**연습 과제 A**
읽기 지문에서 입력을 받는 반복문이 멈추려면 입력 문장에 어떤 단어가 들어 있어야 하는지 쓰세요.
**연습 과제 B**
읽기 지문에서 ctx 값이 "cuda"가 아니라 "cpu"로 정해지는 경우는 언제이며 왜 그렇게 되는지 코드에 근거해 한두 문장으로 설명하세요.
**연습 과제 C**
읽기 지문의 KoGPT2 대화 코드를 마지막 줄 다음부터 이어서 작성하세요.

==== 읽기 지문 ====

In [1]:
from google.colab import drive
drive.mount('/content/drive')

Drive already mounted at /content/drive; to attempt to forcibly remount, call drive.mount("/content/drive", force_remount=True).


In [2]:
import sys
sys.path.append('drive/My Drive/Colab Notebooks/KoGPT_Wellness/')

In [3]:
!pip install kogpt2-transformers==0.3.0
!pip install transformers==3.0.2
!pip install torch
!pip install tokenizers==0.8.1rc1

Looking in indexes: https://pypi.org/simple, https://us-python.pkg.dev/colab-wheels/public/simple/
Looking in indexes: https://pypi.org/simple, https://us-python.pkg.dev/colab-wheels/public/simple/
Looking in indexes: https://pypi.org/simple, https://us-python.pkg.dev/colab-wheels/public/simple/
Looking in indexes: https://pypi.org/simple, https://us-python.pkg.dev/colab-wheels/public/simple/


In [4]:
import os
import numpy as np
import torch
import torch.nn as nn
from kogpt2_transformers import get_kogpt2_tokenizer, get_kogpt2_model

In [5]:
# root_path='drive/My Drive/Colab Notebooks/dialogLM'
save_path = "/content/drive/MyDrive/Colab Notebooks/KoGPT_Wellness/kogpt-wellness-autoregressive.pth"

ctx = "cuda" if torch.cuda.is_available() else "cpu"
device = torch.device(ctx)

# 저장한 Checkpoint 불러오기
checkpoint = torch.load(save_path, map_location=device)

# 1. Greedy Search

In [6]:
class KoGPT2Dialogue(nn.Module):
  def __init__(self):
    super(KoGPT2Dialogue, self).__init__()
    self.kogpt2 = get_kogpt2_model()

  def generate(self,
               input_ids,
               max_length= 50
               ):
      
    return self.kogpt2.generate(input_ids,
               max_length=max_length
              )

  def forward(self, input, labels = None):
    if labels is not None:
      outputs = self.kogpt2(input, labels=labels)
    else:
      outputs = self.kogpt2(input)

    return outputs

In [7]:
greedy = KoGPT2Dialogue()
greedy.load_state_dict(checkpoint['model_state_dict'])

greedy.eval()

tokenizer = get_kogpt2_tokenizer()

In [8]:
while 1:
  sent = input('Question: ')  
  tokenized_indexs = tokenizer.encode(sent)

  if '종료' in sent:
            break

  input_ids = torch.tensor([tokenizer.bos_token_id,]  + tokenized_indexs +[tokenizer.eos_token_id]).unsqueeze(0)
  sample_output = greedy.generate(input_ids=input_ids)

==== 자료 구간 ====

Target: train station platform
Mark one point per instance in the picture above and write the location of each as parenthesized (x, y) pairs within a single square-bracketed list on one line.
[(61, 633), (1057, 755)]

====

**과제 정답 A**
'종료'라는 단어가 들어 있어야 합니다.

**과제 정답 B**
torch.cuda.is_available()이 거짓일 때, 즉 CUDA를 쓸 수 없을 때 ctx는 "cpu"가 됩니다. 코드가 CUDA를 쓸 수 있으면 "cuda"를, 그렇지 않으면 "cpu"를 고르도록 작성되어 있기 때문입니다.

**과제 정답 C**
  print("Answer: " + tokenizer.decode(sample_output[0].tolist()[len(tokenized_indexs)+1:],skip_special_tokens=True))
  print(100 * '-')

Question: 요즘 너무 우울해...




Answer: 우울할 때는 칭찬타임! 오늘의 잘한 일을 말해봐요.당신이 행복하다면 나도 기뻐요. 당신은 행복하죠. 당신에게 행복한 일이 더 많이 있었으면 좋겠어요
----------------------------------------------------------------------------------------------------
Question: 종료


## 2. Beam

In [10]:
class KoGPT2Dialogue(nn.Module):
  def __init__(self):
    super(KoGPT2Dialogue, self).__init__()
    self.kogpt2 = get_kogpt2_model()

  def generate(self,
               input_ids,
               num_beams = 5,
               max_length= 50,
               early_stopping=True
               ):
      
    return self.kogpt2.generate(input_ids,
               num_beams = num_beams,
               max_length=max_length
              )

  def forward(self, input, labels = None):
    if labels is not None:
      outputs = self.kogpt2(input, labels=labels)
    else:
      outputs = self.kogpt2(input)

    return outputs

In [11]:
beam = KoGPT2Dialogue()
beam.load_state_dict(checkpoint['model_state_dict'])

beam.eval()

tokenizer = get_kogpt2_tokenizer()

In [12]:
while 1:
  sent = input('Question: ')  
  tokenized_indexs = tokenizer.encode(sent)

  if '종료' in sent:
            break

  input_ids = torch.tensor([tokenizer.bos_token_id,]  + tokenized_indexs +[tokenizer.eos_token_id]).unsqueeze(0)
  sample_output = beam.generate(input_ids=input_ids)

  print("Answer: " + tokenizer.decode(sample_output[0].tolist()[len(tokenized_indexs)+1:],skip_special_tokens=True))
  print(100 * '-')

Question: 요즘 너무 우울해...




Answer: 우울함은 저절로 없어지기도 하지만 그렇지 않을 때도 있어요. 그럴 때는 전문가에게 도움을 요청하는 것도 좋은 방법이에요. 전문가와 상담을 받아보신 적이 있나요? 힘이 들 땐 도움을 받는 게 좋아요.
----------------------------------------------------------------------------------------------------
Question: 종료


# 3. Sampling 방식

In [16]:
class KoGPT2Dialogue(nn.Module):
  def __init__(self):
    super(KoGPT2Dialogue, self).__init__()
    self.kogpt2 = get_kogpt2_model()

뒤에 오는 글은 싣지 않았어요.